PROMPT: Each line that includes the word "grass" should be copied from the records.

TASK MATERIAL:
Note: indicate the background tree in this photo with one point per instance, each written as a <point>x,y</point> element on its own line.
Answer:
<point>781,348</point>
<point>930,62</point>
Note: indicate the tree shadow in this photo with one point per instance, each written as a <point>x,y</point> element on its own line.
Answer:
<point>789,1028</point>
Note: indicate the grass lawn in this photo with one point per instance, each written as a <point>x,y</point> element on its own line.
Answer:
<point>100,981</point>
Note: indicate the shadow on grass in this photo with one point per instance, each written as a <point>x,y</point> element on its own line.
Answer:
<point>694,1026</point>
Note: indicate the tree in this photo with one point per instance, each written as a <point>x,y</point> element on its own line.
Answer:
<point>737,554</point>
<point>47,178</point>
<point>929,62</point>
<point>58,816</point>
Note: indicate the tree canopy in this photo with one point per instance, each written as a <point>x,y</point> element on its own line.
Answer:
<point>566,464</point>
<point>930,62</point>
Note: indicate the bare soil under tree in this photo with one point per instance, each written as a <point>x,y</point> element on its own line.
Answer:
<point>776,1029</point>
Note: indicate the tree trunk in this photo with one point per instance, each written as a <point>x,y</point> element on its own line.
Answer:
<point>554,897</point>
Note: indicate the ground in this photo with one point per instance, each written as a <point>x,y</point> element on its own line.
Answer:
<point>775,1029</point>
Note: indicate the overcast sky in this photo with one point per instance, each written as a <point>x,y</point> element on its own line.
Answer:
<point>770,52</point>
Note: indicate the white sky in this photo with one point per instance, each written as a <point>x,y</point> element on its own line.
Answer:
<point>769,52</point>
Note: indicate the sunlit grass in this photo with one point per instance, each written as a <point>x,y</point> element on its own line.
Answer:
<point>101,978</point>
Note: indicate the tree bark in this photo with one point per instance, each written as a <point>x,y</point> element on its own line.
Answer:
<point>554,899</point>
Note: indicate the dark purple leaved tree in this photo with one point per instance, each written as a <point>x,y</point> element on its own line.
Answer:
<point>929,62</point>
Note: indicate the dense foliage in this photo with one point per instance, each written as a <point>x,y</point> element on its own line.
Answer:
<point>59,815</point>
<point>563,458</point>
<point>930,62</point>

WRITTEN SOLUTION:
Note: indicate the grass lawn in this photo with one point per instance, each written as a <point>x,y</point> element on its own line.
Note: indicate the shadow on grass in this photo with one point per instance, each written as a <point>x,y</point> element on its own line.
Note: indicate the sunlit grass in this photo with one point per instance, each written as a <point>x,y</point> element on its own line.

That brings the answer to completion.